Please rewrite everything from the line containing "row. Write the coordinates, one line per instance." down to the end of the material below, keeping the requests as they are. Multiply each coordinate value by 0.9 and round it to a whole number, with halves rounded up.

[Extracted data entries]
--- --- ---

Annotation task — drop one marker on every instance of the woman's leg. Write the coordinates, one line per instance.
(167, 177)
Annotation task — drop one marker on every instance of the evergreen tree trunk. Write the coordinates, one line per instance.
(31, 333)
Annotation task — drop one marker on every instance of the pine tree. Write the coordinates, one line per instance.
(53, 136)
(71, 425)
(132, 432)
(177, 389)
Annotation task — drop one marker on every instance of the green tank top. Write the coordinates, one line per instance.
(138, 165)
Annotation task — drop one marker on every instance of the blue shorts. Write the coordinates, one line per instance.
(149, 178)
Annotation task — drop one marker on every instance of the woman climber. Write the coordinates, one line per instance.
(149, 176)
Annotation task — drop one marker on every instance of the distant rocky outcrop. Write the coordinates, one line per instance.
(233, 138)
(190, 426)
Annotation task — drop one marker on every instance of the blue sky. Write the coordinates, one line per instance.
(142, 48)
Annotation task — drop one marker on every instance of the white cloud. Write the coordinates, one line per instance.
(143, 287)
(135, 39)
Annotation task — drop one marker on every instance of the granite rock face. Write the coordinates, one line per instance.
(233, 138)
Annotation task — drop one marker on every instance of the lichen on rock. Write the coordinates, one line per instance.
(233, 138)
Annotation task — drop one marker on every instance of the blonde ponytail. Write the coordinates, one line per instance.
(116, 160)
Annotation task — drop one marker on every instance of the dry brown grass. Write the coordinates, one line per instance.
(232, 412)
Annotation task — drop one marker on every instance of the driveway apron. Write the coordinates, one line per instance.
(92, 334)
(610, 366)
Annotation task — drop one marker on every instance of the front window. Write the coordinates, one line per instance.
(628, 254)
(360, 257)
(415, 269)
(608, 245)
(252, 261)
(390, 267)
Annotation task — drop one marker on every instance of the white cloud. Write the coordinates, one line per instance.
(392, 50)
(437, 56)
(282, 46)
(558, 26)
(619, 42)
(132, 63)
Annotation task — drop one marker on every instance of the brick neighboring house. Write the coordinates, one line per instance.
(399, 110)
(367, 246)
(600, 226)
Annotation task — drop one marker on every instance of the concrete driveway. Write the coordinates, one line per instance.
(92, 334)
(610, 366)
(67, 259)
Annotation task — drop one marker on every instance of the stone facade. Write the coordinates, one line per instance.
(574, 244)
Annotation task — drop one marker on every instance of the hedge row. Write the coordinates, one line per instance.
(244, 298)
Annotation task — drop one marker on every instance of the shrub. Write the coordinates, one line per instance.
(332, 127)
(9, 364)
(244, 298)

--- --- ---

# ANSWER IN FULL
Annotation task — drop one marker on every instance of the hedge row. Write the coordinates, one line per instance.
(220, 268)
Annotation task — drop one marker on every instance of the shrub. Write the coordinates, one line per instance.
(299, 114)
(8, 328)
(220, 268)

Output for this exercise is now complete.